═════ RECORDS FOR THE TASK ═════

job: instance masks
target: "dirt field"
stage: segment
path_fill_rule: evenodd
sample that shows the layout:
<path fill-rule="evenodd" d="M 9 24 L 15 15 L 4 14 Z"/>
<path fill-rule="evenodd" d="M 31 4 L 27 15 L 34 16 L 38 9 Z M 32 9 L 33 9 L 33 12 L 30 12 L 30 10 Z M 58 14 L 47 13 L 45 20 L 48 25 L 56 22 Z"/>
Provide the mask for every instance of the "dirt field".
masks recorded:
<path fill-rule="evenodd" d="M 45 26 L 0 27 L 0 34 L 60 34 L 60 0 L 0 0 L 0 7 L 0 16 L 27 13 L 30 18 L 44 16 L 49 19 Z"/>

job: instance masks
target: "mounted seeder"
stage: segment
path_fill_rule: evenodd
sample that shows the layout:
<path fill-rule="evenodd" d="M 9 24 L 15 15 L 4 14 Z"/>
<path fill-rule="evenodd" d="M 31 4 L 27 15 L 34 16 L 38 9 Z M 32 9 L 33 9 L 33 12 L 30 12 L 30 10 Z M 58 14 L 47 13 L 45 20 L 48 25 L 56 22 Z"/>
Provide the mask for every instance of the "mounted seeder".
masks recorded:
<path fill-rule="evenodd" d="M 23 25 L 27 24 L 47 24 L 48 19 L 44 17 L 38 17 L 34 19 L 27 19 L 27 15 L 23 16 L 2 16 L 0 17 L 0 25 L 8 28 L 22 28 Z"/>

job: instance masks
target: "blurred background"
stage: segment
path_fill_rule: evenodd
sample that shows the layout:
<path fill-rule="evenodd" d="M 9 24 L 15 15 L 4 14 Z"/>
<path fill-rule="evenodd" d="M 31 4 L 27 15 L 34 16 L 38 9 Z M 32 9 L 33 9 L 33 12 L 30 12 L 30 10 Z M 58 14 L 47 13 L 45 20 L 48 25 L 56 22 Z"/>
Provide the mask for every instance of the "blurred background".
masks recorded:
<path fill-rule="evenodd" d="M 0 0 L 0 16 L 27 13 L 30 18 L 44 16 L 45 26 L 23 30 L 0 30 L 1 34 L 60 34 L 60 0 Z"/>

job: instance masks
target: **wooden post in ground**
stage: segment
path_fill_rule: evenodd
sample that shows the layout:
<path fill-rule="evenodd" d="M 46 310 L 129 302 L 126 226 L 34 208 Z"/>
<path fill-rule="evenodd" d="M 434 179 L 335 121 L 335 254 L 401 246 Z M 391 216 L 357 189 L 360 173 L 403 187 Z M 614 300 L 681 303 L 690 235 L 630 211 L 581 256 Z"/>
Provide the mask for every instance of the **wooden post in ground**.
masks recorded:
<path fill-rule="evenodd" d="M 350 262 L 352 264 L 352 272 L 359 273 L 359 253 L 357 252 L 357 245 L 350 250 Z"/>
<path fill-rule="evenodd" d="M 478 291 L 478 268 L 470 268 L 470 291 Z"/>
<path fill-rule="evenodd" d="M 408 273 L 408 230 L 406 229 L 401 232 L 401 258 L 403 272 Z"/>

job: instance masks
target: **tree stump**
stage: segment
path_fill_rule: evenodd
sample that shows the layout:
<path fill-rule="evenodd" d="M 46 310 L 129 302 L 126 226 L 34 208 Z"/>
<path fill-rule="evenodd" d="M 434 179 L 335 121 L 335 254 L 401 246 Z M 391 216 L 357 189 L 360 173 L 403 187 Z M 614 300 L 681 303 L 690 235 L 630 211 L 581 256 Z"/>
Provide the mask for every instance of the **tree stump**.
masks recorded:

═════

PROMPT:
Shift the stretch from the start of the records through the line containing "45 26 L 0 27" by rewriting every line in it, requests included, with 125 added to each coordinate in the recorded masks.

RESULT:
job: instance masks
target: "dirt field"
stage: segment
path_fill_rule: evenodd
sample that shows the layout:
<path fill-rule="evenodd" d="M 9 24 L 15 15 L 4 14 Z"/>
<path fill-rule="evenodd" d="M 31 4 L 27 15 L 34 16 L 38 9 Z M 32 9 L 33 9 L 33 12 L 30 12 L 30 10 Z M 58 14 L 47 13 L 45 20 L 48 25 L 56 22 Z"/>
Provide the mask for every instance of the "dirt field".
masks recorded:
<path fill-rule="evenodd" d="M 170 151 L 125 152 L 125 159 L 185 159 L 185 125 L 125 125 L 125 132 L 125 141 L 152 138 L 155 143 L 169 141 L 174 144 Z"/>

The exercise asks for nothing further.